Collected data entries
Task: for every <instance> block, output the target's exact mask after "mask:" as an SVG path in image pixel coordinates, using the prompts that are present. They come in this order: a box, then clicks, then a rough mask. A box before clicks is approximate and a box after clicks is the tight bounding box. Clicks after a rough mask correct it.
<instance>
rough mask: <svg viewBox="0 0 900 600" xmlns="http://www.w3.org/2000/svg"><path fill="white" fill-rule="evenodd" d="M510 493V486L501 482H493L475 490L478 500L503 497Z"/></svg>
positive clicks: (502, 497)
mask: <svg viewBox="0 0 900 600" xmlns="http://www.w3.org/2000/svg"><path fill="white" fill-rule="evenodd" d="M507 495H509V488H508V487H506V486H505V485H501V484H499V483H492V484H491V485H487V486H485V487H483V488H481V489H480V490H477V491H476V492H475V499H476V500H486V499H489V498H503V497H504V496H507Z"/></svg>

...

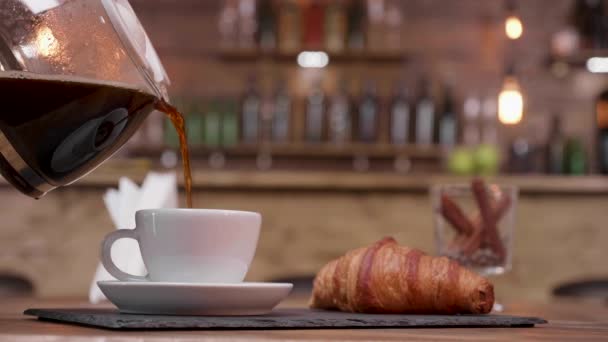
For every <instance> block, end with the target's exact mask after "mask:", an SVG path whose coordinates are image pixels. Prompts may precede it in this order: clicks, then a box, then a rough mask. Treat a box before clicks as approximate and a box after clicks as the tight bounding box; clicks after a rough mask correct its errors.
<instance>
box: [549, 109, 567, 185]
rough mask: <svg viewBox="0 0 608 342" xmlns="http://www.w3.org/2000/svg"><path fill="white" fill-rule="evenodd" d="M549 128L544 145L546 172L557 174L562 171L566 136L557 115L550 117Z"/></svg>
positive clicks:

> **ABOUT THIS EXERCISE**: Show all of the lines above in which "approximate" is present.

> **ANSWER BOX**:
Task: for every <instance> block, output the target's exact mask after "mask:" as an SVG path in image pixel coordinates, using the prompts that are present. They come in this order: a box, then clicks, then a rough mask. A box before clicks is approximate and a box after clicks is the tight bounding box. Clicks after a rough mask correct it.
For every <instance> block, end with the target's exact mask after "mask:", an SVG path whose coordinates are image pixels. Prompts may precede it in this order: clicks, then a box, then a rough mask. Treat a box before clicks as approximate and a box after clicks as the tight bounding box; clicks after a rough mask correct its errors.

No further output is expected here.